SOURCE DOCUMENT:

★ ★ ★ ★ ★

These sorts of words can be applied to practically anything. There may be a superstition (or even magical basis) for these words helping ward off evil and lead to favourable outcomes. It helps if the language makes no distinction between adjectives and adverbs ("pure" and "purely" are the same word).

E.g. My pure wife purely brought pure-home purely 4 pure baskets of pure fish!

The word can even be repeated a few times when the speaker is particularly concerned about something, or wants to show particular respect for someone/something. Additionally, the word (possibly repeated) could be used as a greeting and farewell. "Good good good good good!" could imply "This event [our meeting] is excellent!"

With-God

For religious reasons, it may be expected to say "with God" (which may be a single word), or something similar, about practically everything.

Um

Usually people who are searching for words mix up their filler words ("you know", "like", "um", "uh", "well") so as not to be too repetitive. But there could conceivably be a culture where conventional wisdom states that there should be one way to say something, and the simplest way should always be used, meaning that people always say "um" when they are searching for words, and they search for words a lot because they are trying to find the simplest way to say things. (Ha!)

★ ★ ★ ★ ★

EXERCISE TASK 1:
Write out the passage on ritual and filler words between "Usually people who" and "say things. (Ha!)", inclusive.
EXERCISE TASK 2:
In the passage on ritual and filler words, what phrase might religious reasons lead speakers to say about practically everything?

★ ★ ★ ★ ★

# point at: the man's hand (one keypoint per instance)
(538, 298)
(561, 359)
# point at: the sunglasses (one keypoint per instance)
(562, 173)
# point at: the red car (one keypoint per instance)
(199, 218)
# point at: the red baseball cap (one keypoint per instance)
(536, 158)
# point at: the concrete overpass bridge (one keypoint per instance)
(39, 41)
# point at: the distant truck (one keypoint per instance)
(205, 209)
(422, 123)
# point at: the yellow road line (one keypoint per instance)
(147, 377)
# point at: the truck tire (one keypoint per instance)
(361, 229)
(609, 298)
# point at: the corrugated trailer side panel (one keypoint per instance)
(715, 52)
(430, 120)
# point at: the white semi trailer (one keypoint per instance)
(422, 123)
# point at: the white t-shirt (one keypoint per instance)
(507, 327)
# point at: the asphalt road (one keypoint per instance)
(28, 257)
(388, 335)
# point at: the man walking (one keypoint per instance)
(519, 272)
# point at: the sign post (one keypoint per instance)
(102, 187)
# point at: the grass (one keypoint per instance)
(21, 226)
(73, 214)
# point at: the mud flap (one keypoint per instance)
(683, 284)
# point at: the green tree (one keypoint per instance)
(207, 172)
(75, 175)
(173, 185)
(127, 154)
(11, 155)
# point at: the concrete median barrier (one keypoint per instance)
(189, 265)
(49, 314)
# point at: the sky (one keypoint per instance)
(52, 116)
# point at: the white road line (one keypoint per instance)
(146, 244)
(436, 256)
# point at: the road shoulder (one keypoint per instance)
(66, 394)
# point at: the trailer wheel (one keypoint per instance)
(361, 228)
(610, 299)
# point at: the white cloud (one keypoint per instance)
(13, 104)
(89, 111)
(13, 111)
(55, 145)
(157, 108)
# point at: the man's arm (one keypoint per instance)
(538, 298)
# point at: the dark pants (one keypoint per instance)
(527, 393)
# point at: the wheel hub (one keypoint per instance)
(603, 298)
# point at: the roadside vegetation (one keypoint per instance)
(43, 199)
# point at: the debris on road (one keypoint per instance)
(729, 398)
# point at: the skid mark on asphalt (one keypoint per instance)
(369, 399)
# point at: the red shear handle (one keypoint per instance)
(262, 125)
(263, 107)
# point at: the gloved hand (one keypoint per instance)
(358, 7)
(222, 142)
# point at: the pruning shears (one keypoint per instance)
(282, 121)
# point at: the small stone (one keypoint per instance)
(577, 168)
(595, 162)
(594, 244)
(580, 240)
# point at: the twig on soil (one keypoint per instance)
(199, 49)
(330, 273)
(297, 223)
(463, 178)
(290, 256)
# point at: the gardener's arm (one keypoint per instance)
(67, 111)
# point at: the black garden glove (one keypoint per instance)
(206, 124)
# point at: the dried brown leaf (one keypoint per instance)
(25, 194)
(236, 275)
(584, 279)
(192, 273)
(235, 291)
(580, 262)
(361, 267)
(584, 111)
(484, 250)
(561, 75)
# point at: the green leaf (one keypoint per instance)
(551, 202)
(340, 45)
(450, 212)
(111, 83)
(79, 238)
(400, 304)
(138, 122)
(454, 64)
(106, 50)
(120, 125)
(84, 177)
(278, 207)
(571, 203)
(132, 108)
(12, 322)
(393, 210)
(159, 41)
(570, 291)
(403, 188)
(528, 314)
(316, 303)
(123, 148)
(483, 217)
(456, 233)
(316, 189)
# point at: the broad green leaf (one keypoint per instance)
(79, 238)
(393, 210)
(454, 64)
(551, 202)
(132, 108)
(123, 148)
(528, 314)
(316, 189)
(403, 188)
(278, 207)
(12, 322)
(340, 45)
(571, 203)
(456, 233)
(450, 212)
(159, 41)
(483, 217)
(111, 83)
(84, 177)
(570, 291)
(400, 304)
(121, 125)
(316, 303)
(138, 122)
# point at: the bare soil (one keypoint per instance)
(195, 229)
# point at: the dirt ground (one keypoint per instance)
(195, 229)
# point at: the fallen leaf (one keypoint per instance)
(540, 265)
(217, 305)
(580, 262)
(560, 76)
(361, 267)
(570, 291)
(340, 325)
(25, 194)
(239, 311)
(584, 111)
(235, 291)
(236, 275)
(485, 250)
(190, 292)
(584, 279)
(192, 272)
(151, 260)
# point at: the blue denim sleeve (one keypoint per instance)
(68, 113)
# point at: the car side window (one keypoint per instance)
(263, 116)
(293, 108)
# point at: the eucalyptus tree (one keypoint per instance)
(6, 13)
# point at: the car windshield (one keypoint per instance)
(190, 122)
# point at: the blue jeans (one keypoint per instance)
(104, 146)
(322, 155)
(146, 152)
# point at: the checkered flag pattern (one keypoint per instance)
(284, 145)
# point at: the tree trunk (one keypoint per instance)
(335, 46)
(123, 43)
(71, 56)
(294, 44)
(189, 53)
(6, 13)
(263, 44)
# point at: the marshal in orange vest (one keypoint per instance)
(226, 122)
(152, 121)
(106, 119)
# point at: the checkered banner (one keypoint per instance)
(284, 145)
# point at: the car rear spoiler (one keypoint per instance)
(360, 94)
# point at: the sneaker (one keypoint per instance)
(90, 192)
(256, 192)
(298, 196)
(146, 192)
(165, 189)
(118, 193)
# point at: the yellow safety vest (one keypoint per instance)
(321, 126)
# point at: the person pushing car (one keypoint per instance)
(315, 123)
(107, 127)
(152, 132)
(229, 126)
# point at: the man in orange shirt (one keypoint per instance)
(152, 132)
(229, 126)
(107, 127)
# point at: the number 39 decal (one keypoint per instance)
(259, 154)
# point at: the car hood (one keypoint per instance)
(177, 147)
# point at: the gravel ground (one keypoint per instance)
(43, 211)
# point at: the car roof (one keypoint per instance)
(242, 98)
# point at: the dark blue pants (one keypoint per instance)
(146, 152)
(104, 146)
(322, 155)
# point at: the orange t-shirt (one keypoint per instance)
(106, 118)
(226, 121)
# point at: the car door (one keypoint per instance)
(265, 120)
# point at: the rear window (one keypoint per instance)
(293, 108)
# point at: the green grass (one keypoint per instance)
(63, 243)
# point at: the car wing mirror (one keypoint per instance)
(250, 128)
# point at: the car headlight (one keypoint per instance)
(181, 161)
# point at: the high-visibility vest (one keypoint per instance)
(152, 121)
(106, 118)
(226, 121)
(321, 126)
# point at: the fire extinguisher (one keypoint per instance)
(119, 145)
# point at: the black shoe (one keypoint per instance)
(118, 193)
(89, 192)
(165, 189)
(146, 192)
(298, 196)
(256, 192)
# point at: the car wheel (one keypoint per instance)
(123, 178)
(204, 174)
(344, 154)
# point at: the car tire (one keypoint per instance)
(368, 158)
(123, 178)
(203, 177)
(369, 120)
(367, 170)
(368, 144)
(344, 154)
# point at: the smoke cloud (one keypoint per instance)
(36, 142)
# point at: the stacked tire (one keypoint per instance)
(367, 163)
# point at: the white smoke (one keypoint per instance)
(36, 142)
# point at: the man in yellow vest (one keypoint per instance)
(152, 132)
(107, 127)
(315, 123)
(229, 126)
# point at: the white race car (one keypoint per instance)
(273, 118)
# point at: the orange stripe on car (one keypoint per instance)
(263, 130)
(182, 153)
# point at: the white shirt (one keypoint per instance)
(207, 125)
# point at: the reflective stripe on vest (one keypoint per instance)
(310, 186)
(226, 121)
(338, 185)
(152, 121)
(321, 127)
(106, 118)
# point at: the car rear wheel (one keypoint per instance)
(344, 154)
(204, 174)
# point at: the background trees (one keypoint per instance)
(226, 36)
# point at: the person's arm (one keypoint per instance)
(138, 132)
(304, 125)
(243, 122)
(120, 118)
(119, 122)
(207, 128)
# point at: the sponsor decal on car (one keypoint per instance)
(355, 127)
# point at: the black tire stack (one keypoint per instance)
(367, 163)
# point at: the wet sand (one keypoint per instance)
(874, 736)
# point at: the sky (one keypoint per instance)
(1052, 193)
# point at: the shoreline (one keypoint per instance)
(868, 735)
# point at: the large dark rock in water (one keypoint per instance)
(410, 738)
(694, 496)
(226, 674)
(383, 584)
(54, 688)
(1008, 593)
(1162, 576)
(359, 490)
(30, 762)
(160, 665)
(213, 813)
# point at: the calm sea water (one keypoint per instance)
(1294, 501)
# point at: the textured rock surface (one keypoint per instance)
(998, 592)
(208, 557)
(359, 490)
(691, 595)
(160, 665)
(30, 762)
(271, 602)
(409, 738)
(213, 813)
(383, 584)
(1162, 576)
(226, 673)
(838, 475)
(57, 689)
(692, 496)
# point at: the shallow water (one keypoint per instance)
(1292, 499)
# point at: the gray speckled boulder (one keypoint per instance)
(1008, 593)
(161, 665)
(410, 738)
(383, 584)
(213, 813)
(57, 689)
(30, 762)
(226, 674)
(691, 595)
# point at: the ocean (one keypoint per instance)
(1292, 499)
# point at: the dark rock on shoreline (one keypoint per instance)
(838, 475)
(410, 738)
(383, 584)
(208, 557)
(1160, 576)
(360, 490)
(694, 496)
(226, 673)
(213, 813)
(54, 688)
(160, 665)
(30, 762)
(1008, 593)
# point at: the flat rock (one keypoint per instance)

★ ★ ★ ★ ★

WRITTEN SOLUTION 1:
Usually people who are searching for words mix up their filler words ("you know", "like", "um", "uh", "well") so as not to be too repetitive. But there could conceivably be a culture where conventional wisdom states that there should be one way to say something, and the simplest way should always be used, meaning that people always say "um" when they are searching for words, and they search for words a lot because they are trying to find the simplest way to say things. (Ha!)

WRITTEN SOLUTION 2:
"With God," which may be a single word, or something similar.